EXERCISE SET
1. Reproduce the passage on river habitat surveying between "Overall, HDSS is" and "may be improved.", inclusive.
2. Carry on the passage on river habitat surveying from its final sentence.

PAGE EXCERPT
Segment Open
To better understand the extent of the cross-sectional area colonized by SAV, multiple methods can be used. Multiple boats can provide parallel survey tracks to better estimate the cross-sectional coverage. The front video can be used to determine the amount of river surface area receiving adequate sunlight for SAV to grow. This can be done by documenting the amount of water shaded by emergent aquatic vegetation or by riparian trees. Cross-sectional transects could also be used to determine the proportion of the transect with SAV present.

As with determination of habitat suitability for animal species, variables such as habitat type (riffle, runs, and pools), substrate, percent open water, water depth, other habitat variables can be scored and combined to create a habitat suitability model for SAV species of concern in the survey area. The suitability model results can be used to document the potential amount and distribution of habitat for SAV throughout the river system. This result could be compared to the observed distribution of SAV to determine the amount of suitable SAV habitat currently occupied.

Overall, HDSS is a fast and effective approach to documenting the location and extent of SAV in river systems.

SUBSTRATE

Limited by water clarity and depth, substrate is one of the most difficult habitat parameters to describe accurately and consistently. However, documenting the type and distribution of substrate throughout a river or stream is critical in describing what habitats are available and how they may be improved.

The HDSS method delivers a powerful solution to this problem. HDSS data provides accurate and consistent documentation of substrate type and distribution along your river or stream. Knowing what substrate types are present and their distribution allows you to optimize management actions in your entire river or stream.
Segment Closed
(Data records)
Segment Open
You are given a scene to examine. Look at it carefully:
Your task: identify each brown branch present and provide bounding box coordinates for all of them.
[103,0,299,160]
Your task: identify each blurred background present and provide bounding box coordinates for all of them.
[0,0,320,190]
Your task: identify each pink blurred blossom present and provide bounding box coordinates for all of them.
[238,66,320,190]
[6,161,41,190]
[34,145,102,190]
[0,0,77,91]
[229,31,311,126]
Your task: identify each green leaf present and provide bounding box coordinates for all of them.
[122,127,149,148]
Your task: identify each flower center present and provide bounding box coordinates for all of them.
Segment Closed
RESPONSES IN ORDER
1.
Overall, HDSS is a fast and effective approach to documenting the location and extent of SAV in river systems.

SUBSTRATE

Limited by water clarity and depth, substrate is one of the most difficult habitat parameters to describe accurately and consistently. However, documenting the type and distribution of substrate throughout a river or stream is critical in describing what habitats are available and how they may be improved.

2.
By applying the HDSS approach, you benefit by:

  • Quickly and accurately determine the amount and distribution of substrate types within your river or stream
  • Identifying major areas of degradation and aggregation
  • Identifying substrates of interest for further surveys.
  • Identifying substrates that may hold species of interest for further surveys.
  • Identifying substrates that would provide suitable habitat with appropriate restoration efforts.
  • Optimizing substrate analysis for suitability model development.
  • Identifying major and minor locations that are influencing the substrate composition along the river or stream
  • Quickly prioritize your management needs based on known substrates.

ABANDONED MINE LAND ASSESSMENT

Abandoned mine lands (AMLs) are those lands, waters, and surrounding watersheds where extraction, beneficiation, or processing of ores and minerals has occurred. Abandoned mine lands include areas where mining or processing activity is temporarily inactive. Past mining activities in these areas have led to environmental issues such as water quality degradation and sedimentation. The geographic scope of these projects can often be defined by watersheds and is often overwhelming when prioritizing mitigation activities.

Trutta has the experience necessary to provide the data required to develop an effective mitigation and remediation plan. Using the HDSS methodology Trutta will document physical and biological conditions throughout your entire sampling area. This typically includes a water quality assessment at all confluences and points of interest, along with our Stream Corridor Assessment. These assessments allow for a complete documentation of current conditions within the sampling area and provide the data necessary to prioritize sites of concerns, hot spots, and other major factors contributing to water quality degradation. This approach works for active and abandoned mine lands.

Trutta’s HDSS Assessment benefits you by:

  • Documenting Baseline Conditions,
  • Prioritizing very poor water quality and heavily impacted habitat,
  • Comparing past reclamation practices and results, and
  • Monitoring current and future projects.